• Exercise task:
Count the lines in the records below that contain the string "woman", treating uppercase and lowercase as different, and give only the number.

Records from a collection
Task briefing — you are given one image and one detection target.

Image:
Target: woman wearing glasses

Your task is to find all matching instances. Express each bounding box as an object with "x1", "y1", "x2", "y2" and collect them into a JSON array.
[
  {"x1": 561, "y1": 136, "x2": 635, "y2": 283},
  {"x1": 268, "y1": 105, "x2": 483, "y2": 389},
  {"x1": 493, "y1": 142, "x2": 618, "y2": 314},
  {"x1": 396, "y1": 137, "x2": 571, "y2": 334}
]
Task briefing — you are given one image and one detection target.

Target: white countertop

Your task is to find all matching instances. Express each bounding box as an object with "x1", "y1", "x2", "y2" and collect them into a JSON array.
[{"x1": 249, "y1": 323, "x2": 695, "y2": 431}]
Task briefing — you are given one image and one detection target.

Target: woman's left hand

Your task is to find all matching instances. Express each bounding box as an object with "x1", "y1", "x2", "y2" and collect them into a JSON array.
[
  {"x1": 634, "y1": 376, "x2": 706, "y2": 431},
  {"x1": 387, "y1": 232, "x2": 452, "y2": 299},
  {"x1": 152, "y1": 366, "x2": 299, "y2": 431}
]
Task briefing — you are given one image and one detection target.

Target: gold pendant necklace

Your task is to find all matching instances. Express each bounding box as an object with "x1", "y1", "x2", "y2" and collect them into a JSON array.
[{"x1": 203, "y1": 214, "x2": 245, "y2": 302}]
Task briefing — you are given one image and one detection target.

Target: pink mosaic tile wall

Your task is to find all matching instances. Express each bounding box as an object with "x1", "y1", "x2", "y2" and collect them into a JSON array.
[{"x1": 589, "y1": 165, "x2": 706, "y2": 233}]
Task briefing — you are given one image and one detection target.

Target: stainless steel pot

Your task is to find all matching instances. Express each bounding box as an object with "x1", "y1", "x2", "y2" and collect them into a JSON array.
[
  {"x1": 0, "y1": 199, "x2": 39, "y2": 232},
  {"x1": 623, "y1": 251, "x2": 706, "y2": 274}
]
--
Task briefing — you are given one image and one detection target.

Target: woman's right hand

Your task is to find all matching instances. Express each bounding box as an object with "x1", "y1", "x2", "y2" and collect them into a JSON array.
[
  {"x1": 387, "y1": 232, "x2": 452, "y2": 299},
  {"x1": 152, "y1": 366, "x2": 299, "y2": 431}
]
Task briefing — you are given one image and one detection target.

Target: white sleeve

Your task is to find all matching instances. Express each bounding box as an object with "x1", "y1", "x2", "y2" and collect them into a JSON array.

• Solution:
3